A twitter user @TheMacharia posted yester evening that @Coopbankenya Greenhouse branch manager John Karinga called his mother aside to confirm that the dude[her son] that had escorted her was not forcing her to withdraw cash.

John Kiringa the branch manager looked at the son[The Macharia] and thought, this must be a lady getting conned by this fellow. The BM called the mother aside and quietly asked and it turned out it was the son.
Shout out to the manager at @Coopbankenya Greenhouse branch for calling my mother aside to make sure the ‘jambazi’ accompanying her was not forcing her to withdraw cash. Also, I might need a shave.

John Karinga Lauded

The bank manager should even been promoted for being extra cautious and always putting his customers safety first. We had cases where people get robbed in broad daylight, and most of such cases backfire to the Bank managers who are responsible for daily operations.

Kenyans with dreadlocks and many that prefer to keep Afro were cussing the manager on the grounds that he had labelled one of them as JAMBAZI. The felt discriminated but what would you have done it it was you?

→ DIRECTION
Answer these three questions from the text about the bank branch manager:
1. At which bank branch did the manager work?
2. What did the son say in his post that he might need?
3. Which Kenyans were cussing the manager?

→ RECORD LIST
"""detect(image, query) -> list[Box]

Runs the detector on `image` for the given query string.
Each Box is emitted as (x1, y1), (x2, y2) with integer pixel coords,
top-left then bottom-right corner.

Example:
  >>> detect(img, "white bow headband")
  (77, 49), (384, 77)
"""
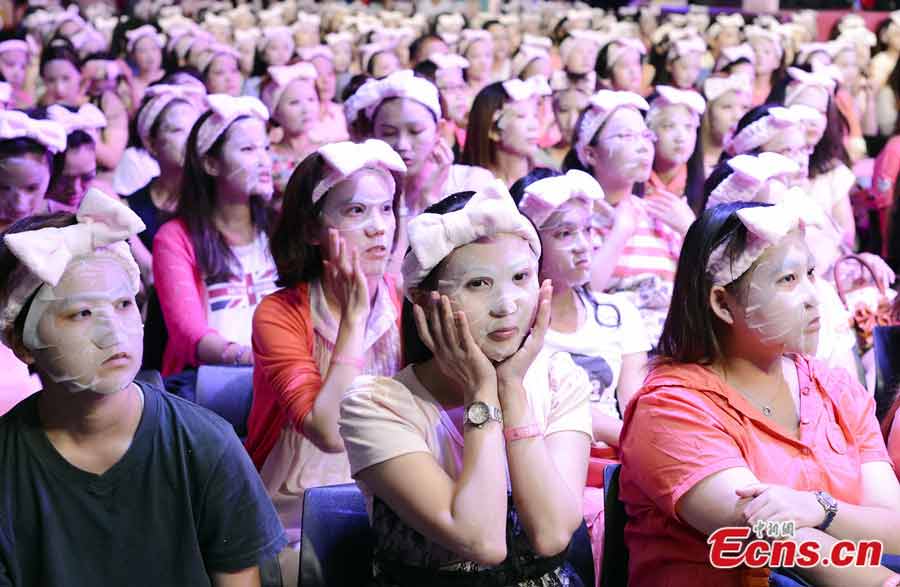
(137, 84), (206, 147)
(312, 139), (406, 204)
(727, 106), (800, 155)
(0, 188), (146, 348)
(706, 198), (805, 285)
(519, 169), (606, 229)
(344, 69), (442, 124)
(706, 153), (800, 208)
(402, 180), (541, 301)
(197, 94), (269, 157)
(0, 110), (67, 153)
(645, 86), (706, 127)
(575, 90), (650, 163)
(125, 24), (166, 53)
(703, 74), (753, 103)
(784, 67), (836, 106)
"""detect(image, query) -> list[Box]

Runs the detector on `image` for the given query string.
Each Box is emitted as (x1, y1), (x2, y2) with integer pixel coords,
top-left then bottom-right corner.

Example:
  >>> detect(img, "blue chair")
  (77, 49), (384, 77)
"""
(600, 464), (628, 587)
(300, 483), (594, 587)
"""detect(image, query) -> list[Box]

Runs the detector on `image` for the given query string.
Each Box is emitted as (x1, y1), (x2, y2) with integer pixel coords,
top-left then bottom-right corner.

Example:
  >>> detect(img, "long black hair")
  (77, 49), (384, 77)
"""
(654, 202), (770, 365)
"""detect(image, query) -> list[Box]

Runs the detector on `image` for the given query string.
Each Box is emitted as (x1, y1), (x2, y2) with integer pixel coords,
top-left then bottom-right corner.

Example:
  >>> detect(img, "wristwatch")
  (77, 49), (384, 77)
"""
(463, 401), (503, 428)
(816, 491), (837, 532)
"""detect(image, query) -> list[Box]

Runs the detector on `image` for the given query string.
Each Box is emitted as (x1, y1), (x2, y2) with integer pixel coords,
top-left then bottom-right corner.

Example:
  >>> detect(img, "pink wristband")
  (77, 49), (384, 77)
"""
(331, 355), (366, 370)
(503, 424), (543, 441)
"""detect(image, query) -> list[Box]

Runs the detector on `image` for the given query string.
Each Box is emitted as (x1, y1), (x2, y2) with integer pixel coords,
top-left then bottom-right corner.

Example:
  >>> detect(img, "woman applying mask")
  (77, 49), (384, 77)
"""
(563, 90), (690, 344)
(0, 190), (284, 587)
(339, 182), (591, 586)
(644, 86), (706, 216)
(513, 170), (650, 577)
(462, 78), (550, 185)
(700, 74), (752, 176)
(344, 70), (492, 220)
(246, 140), (406, 584)
(261, 62), (326, 194)
(619, 203), (900, 586)
(153, 94), (275, 376)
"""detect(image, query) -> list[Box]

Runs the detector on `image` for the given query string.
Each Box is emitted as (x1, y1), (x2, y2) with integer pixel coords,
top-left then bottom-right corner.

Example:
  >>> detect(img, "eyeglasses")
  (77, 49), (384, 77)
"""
(600, 129), (658, 143)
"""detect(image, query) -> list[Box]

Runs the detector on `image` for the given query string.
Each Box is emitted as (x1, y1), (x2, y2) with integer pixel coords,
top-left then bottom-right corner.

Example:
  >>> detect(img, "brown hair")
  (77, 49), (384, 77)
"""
(269, 153), (403, 287)
(462, 82), (509, 168)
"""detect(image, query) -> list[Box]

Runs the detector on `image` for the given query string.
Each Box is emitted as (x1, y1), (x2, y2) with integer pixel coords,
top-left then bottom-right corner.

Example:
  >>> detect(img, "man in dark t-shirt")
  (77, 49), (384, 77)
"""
(0, 384), (285, 587)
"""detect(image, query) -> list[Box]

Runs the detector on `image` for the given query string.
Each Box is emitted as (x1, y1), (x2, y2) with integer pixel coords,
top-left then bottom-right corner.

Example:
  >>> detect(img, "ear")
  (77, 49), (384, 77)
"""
(709, 285), (734, 326)
(200, 155), (222, 177)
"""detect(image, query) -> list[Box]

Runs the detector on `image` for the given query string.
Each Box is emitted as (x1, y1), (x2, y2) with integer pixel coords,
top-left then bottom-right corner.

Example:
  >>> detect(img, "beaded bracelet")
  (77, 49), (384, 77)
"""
(331, 355), (366, 369)
(503, 424), (543, 441)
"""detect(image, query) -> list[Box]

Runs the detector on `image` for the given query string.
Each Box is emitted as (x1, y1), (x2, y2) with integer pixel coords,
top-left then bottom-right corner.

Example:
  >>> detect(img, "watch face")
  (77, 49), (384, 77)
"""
(466, 402), (490, 426)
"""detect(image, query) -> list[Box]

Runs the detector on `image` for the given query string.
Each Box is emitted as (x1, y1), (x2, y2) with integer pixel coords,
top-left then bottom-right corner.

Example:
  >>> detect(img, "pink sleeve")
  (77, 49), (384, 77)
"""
(153, 220), (215, 365)
(872, 140), (900, 208)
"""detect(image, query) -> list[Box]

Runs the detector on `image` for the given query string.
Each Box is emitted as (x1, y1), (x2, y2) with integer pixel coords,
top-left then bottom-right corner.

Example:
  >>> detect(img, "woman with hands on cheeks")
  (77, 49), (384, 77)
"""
(620, 199), (900, 587)
(246, 140), (406, 585)
(340, 181), (591, 586)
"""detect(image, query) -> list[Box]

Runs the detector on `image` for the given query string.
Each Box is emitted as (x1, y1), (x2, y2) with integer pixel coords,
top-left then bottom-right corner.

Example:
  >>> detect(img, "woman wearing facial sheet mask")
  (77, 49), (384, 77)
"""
(340, 182), (591, 586)
(512, 169), (650, 577)
(0, 33), (36, 109)
(246, 140), (406, 584)
(462, 78), (551, 185)
(0, 110), (66, 411)
(644, 86), (706, 217)
(344, 70), (492, 250)
(619, 202), (900, 586)
(700, 74), (752, 176)
(261, 63), (326, 200)
(126, 84), (206, 282)
(125, 24), (166, 105)
(153, 94), (276, 375)
(43, 103), (112, 212)
(0, 190), (284, 586)
(563, 90), (690, 343)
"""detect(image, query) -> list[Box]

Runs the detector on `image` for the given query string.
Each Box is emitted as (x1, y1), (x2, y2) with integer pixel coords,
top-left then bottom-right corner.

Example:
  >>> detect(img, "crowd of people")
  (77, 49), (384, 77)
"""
(0, 0), (900, 587)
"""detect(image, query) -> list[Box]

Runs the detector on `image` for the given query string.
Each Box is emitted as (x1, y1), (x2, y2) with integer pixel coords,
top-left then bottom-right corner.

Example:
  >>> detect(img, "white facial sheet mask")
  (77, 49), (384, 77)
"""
(438, 240), (540, 361)
(23, 255), (144, 394)
(745, 236), (819, 354)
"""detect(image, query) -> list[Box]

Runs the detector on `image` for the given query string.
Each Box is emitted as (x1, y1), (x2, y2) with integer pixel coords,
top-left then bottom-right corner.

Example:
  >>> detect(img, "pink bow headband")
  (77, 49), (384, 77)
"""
(706, 198), (807, 285)
(784, 67), (836, 106)
(703, 74), (753, 103)
(137, 84), (206, 147)
(716, 43), (756, 71)
(645, 86), (706, 127)
(344, 69), (442, 124)
(575, 90), (650, 163)
(0, 110), (67, 153)
(260, 61), (318, 114)
(726, 106), (800, 155)
(312, 139), (406, 204)
(519, 169), (605, 230)
(47, 103), (106, 140)
(401, 179), (541, 301)
(197, 94), (269, 157)
(125, 24), (166, 53)
(706, 153), (800, 208)
(0, 188), (145, 349)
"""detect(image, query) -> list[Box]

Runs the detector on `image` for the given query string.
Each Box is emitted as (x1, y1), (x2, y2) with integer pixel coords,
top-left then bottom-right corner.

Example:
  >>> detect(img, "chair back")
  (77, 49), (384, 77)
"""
(600, 463), (628, 587)
(300, 483), (374, 587)
(196, 365), (253, 438)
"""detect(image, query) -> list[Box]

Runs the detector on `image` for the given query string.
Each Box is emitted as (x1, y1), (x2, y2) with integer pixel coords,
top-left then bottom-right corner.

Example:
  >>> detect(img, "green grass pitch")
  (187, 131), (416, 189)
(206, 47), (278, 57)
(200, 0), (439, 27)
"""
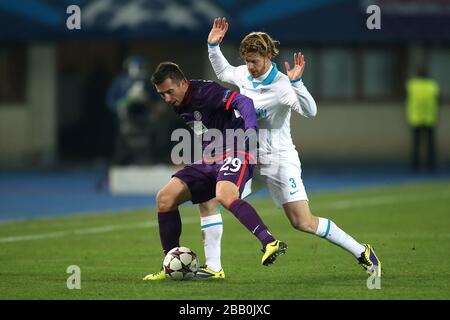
(0, 182), (450, 300)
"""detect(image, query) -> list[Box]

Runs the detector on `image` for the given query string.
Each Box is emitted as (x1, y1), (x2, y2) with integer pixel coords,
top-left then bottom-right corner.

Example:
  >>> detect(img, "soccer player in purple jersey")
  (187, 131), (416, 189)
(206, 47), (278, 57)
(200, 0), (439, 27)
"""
(144, 62), (287, 280)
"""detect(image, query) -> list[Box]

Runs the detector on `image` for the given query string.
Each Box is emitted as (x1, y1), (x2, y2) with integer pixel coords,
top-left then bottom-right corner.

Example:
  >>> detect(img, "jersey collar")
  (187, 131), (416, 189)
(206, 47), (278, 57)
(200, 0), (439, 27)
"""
(247, 62), (278, 88)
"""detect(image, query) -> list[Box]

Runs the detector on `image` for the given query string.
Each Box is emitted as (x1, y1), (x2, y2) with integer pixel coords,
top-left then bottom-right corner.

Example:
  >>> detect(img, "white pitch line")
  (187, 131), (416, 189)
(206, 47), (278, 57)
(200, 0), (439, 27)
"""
(0, 193), (450, 243)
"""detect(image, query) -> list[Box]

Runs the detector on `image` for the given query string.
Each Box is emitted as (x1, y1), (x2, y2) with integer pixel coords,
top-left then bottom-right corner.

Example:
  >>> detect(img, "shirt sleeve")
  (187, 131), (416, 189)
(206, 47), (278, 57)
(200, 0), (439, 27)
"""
(208, 45), (238, 86)
(280, 79), (317, 118)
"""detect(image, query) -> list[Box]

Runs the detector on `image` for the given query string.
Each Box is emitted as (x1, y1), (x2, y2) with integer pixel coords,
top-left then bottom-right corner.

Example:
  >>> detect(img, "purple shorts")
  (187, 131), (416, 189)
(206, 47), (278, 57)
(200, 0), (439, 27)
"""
(172, 153), (255, 204)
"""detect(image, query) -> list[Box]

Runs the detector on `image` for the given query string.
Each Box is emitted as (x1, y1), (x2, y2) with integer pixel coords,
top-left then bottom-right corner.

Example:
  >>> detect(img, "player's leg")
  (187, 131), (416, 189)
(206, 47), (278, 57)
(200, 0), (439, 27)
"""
(196, 198), (225, 279)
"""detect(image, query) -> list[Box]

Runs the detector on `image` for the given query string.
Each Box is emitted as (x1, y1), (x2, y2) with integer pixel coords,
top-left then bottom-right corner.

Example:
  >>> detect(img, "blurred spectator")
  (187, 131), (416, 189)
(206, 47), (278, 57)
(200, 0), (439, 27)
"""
(406, 67), (439, 172)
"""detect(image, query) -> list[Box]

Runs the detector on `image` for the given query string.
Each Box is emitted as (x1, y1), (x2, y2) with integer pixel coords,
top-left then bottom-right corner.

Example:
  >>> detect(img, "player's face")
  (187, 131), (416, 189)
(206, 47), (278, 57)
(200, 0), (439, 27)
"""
(244, 52), (271, 78)
(155, 78), (188, 107)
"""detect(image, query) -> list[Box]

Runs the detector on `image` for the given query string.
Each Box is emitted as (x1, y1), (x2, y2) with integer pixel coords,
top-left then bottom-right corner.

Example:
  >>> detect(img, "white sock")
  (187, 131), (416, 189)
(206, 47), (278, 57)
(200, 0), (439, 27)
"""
(316, 218), (365, 258)
(200, 213), (223, 272)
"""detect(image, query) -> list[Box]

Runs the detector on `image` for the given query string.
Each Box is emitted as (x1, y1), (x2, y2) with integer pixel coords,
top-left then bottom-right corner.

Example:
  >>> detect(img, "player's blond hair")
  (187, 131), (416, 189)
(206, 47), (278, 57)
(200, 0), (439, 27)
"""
(239, 32), (280, 59)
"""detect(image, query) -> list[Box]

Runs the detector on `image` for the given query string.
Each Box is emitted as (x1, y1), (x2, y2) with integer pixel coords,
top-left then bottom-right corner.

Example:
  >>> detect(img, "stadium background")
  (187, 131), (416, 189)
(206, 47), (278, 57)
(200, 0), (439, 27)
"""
(0, 0), (450, 300)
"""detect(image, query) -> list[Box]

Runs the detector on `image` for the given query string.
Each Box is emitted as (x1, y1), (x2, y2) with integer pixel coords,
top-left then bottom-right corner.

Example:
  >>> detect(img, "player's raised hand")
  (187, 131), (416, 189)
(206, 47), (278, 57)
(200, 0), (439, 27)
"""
(208, 18), (228, 44)
(284, 52), (306, 81)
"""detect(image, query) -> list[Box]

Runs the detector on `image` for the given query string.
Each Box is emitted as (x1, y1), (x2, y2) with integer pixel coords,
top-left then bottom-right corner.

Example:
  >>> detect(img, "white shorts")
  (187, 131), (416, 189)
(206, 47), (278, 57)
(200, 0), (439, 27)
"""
(242, 150), (308, 207)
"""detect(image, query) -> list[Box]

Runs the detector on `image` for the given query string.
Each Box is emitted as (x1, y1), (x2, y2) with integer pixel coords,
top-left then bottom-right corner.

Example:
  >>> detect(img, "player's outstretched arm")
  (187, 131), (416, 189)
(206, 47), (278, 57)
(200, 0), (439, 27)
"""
(208, 18), (237, 85)
(281, 52), (317, 118)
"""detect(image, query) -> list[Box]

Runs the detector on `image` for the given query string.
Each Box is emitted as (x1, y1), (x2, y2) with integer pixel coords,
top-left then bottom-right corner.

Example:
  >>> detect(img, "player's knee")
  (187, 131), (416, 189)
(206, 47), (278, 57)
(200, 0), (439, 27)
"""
(216, 191), (238, 208)
(156, 190), (176, 212)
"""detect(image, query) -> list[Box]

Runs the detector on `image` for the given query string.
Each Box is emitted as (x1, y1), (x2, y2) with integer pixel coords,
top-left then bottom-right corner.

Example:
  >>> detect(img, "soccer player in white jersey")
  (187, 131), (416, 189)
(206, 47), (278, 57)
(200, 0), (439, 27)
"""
(197, 18), (381, 279)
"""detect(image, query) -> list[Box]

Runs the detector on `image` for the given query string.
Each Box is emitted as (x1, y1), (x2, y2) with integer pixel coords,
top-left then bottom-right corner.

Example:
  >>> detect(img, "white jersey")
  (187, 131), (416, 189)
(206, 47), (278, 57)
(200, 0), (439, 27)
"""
(208, 45), (317, 157)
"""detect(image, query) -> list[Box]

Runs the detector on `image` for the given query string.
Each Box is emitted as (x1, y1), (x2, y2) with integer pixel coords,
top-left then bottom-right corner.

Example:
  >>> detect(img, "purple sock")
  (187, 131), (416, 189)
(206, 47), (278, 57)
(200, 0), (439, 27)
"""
(158, 209), (181, 255)
(228, 199), (275, 248)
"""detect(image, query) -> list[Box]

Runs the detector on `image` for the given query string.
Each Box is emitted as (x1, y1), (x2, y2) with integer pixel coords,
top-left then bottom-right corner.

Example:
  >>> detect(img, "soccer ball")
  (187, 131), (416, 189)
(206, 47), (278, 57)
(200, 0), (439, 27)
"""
(163, 247), (199, 280)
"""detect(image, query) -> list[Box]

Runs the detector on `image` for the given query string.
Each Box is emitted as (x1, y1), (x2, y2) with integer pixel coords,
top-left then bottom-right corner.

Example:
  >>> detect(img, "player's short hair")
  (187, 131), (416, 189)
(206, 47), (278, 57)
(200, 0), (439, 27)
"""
(239, 32), (280, 59)
(150, 61), (186, 85)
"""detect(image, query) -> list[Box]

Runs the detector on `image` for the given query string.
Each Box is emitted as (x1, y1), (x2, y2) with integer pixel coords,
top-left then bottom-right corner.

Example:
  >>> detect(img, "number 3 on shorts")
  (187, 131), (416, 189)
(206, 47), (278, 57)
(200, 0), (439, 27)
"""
(219, 157), (242, 172)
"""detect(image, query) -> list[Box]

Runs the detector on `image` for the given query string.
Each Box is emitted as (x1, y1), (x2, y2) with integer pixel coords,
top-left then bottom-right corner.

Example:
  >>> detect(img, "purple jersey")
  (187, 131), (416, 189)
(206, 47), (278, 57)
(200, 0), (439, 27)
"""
(173, 80), (257, 164)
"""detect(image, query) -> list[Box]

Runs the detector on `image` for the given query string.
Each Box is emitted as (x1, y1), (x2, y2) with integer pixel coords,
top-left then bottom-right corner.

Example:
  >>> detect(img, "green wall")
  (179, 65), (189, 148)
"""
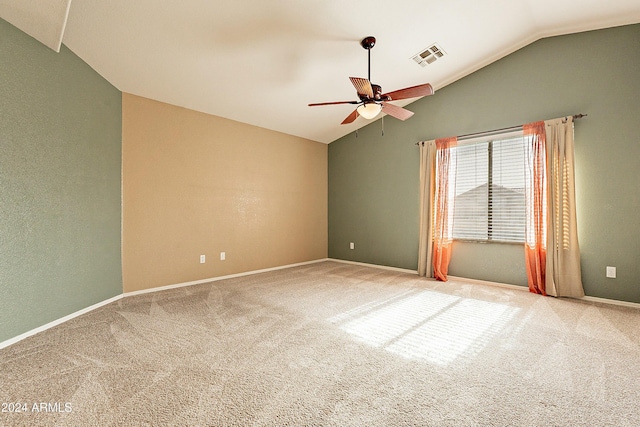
(0, 19), (122, 342)
(329, 24), (640, 303)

→ FULL ANSWER
1. The Greenhouse branch of @Coopbankenya.
2. A shave.
3. Kenyans with dreadlocks and many who prefer to keep an Afro.